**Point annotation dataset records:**
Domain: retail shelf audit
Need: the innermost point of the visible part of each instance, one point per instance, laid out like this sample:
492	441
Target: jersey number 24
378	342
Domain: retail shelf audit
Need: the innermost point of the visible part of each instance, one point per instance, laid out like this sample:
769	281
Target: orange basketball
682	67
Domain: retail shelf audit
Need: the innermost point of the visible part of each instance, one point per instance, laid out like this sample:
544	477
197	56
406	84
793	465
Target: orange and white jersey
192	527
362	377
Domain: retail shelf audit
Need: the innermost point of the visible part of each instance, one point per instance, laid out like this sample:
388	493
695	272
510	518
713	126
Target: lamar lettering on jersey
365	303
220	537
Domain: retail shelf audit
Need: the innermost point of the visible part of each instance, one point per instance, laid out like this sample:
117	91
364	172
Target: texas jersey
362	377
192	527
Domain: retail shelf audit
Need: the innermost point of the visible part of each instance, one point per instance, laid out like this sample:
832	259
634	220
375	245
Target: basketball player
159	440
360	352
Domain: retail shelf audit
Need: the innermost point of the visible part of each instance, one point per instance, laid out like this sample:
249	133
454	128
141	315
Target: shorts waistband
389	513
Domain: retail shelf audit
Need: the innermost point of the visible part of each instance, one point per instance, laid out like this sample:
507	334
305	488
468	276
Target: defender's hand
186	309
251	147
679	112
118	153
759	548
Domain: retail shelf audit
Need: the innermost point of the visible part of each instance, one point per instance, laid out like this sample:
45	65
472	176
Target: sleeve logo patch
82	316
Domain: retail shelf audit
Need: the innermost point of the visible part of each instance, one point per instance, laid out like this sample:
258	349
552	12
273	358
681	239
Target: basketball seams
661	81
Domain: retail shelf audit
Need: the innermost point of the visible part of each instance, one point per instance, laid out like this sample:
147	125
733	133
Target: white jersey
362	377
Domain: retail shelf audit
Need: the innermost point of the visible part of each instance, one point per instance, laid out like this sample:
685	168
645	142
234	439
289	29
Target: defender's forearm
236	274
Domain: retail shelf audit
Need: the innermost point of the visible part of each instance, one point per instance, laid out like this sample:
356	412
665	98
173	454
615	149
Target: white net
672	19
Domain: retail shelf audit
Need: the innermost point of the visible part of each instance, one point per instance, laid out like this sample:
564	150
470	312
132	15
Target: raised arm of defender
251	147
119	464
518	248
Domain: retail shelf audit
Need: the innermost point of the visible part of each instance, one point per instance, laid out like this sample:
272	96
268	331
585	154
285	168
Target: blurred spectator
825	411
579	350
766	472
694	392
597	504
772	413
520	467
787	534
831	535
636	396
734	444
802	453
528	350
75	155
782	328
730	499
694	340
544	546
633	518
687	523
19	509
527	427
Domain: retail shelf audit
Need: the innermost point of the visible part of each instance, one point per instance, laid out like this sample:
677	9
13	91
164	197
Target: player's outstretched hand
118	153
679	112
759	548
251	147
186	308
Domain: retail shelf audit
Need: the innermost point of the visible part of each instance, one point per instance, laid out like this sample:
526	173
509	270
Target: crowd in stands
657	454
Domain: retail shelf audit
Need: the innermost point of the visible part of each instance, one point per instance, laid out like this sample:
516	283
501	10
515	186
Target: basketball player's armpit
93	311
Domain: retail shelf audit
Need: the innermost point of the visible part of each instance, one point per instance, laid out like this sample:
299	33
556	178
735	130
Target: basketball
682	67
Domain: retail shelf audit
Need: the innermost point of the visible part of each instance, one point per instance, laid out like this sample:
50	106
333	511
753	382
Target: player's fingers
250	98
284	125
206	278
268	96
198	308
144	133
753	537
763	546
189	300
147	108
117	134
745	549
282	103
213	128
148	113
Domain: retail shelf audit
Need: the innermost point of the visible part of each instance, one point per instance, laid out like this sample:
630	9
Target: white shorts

**Problem description:** Please copy out each record, character for character.

**Problem solution:**
Domain: retail shelf audit
Need: the innermost point of the visible part of each instance, one point per instance, laid out like this sample:
492	441
Target: jersey number 24
378	342
Domain: retail shelf audit
Need: the innermost point of the visible part of each instance, one point per instance, laid out like this sample:
769	281
Target: orange basketball
682	67
Domain: retail shelf audit
Need: the innermost point of the visible part of each instance, one point per instance, laid out like this sample:
544	477
197	56
406	84
793	465
Target: orange and white jersey
192	527
362	377
Domain: retail shelf audit
Need: the innermost point of the visible part of each instance, one point per instance, laid out like this sample:
388	493
695	272
510	518
713	126
Target: lamar lettering on jersey
365	303
220	537
Domain: retail shelf audit
Need: the innermost point of the visible part of each instance, one point per instance, laid out like this sample:
117	91
364	172
Target: texas jersey
362	377
192	527
Domain: retail shelf audit
Need: the innermost point of the visible part of each instance, one point per instance, laid out like this sample:
832	259
634	220
375	245
Target: basketball player
159	440
360	352
Domain: retail shelf audit
Need: the innermost point of the visible part of each instance, one point per instance, laid out like this sample:
249	133
454	128
141	315
Target: shorts waistband
389	513
Domain: retail shelf audit
Need: the innermost point of the visible part of each instance, one point per instance, laid out like this sample:
507	334
305	488
468	276
Target: defender's hand
186	309
251	147
679	112
118	153
759	548
Domain: retail shelf audit
Need: the innermost point of the visible part of each instance, one point per instance, laid out like this sample:
45	65
472	176
Target: sleeve logo patch
82	316
Domain: retail shelf audit
Need: the innermost point of the visible part of each instance, one point per instance, laid out like this sample:
258	349
552	12
273	358
681	239
Target: basketball seams
661	81
Domain: retail shelf audit
Need: the innermost point of the visible part of each instance, one point per instance, laid out like this sample:
147	125
733	133
Target: white jersey
362	377
Domain: retail shelf audit
Need: the innermost point of the visible part of each instance, one point per instance, laid out like this sample:
685	168
645	142
234	439
289	29
Target: defender's forearm
236	274
Domain: retail shelf audit
Need: the innermost point of the visible part of each instance, one point per instance, laid out like this sample:
356	412
665	98
173	454
615	149
Target: white net
672	19
Domain: retail shelf audit
Need: the innermost point of the visible part of each instance, one point per instance, laid out like this sample:
564	150
470	312
132	15
Target: raised arm of defender
251	147
119	464
518	248
Domain: retail shelf audit
Need: the innermost point of the visible part of each instance, one point per instance, laid out like this sample:
272	96
268	331
585	154
285	168
Target: blurred spectator
825	411
579	350
766	472
694	392
597	504
772	413
520	467
787	534
831	535
636	396
734	444
802	453
528	350
75	155
782	328
730	499
694	340
544	546
633	518
687	523
19	509
527	427
Domain: retail shelf audit
Need: the innermost point of the visible part of each instance, one point per instance, laid out like this sample:
677	9
13	91
164	197
Target: player's outstretched hand
118	153
679	112
759	548
251	147
186	308
Domain: retail shelf audit
Need: the innermost point of the visible part of each instance, one point per instance, laid out like this sample:
526	173
509	270
Target: crowd in stands
657	454
Domain: retail shelf audit
Need: the innermost point of the visible part of each instance, one point per instance, laid out like this sample:
516	283
501	10
515	186
Target: basketball player's armpit
93	311
Domain: retail shelf audit
Need: the innermost point of the visible part of each instance, one point per instance, laid out like this sample:
299	33
556	178
735	130
Target: basketball
682	67
Domain: retail shelf audit
Need: the innermost point of the visible part of each instance, one point per instance, laid out like this sample:
50	106
333	511
753	382
Target: player's fingers
250	98
284	125
206	278
268	96
198	308
144	133
753	537
763	546
189	300
147	108
117	134
745	549
282	103
213	128
148	113
Domain: retail shelf audit
Need: the innermost point of the visible part of each instance, one point per instance, laid out like this sample:
630	9
Target: white shorts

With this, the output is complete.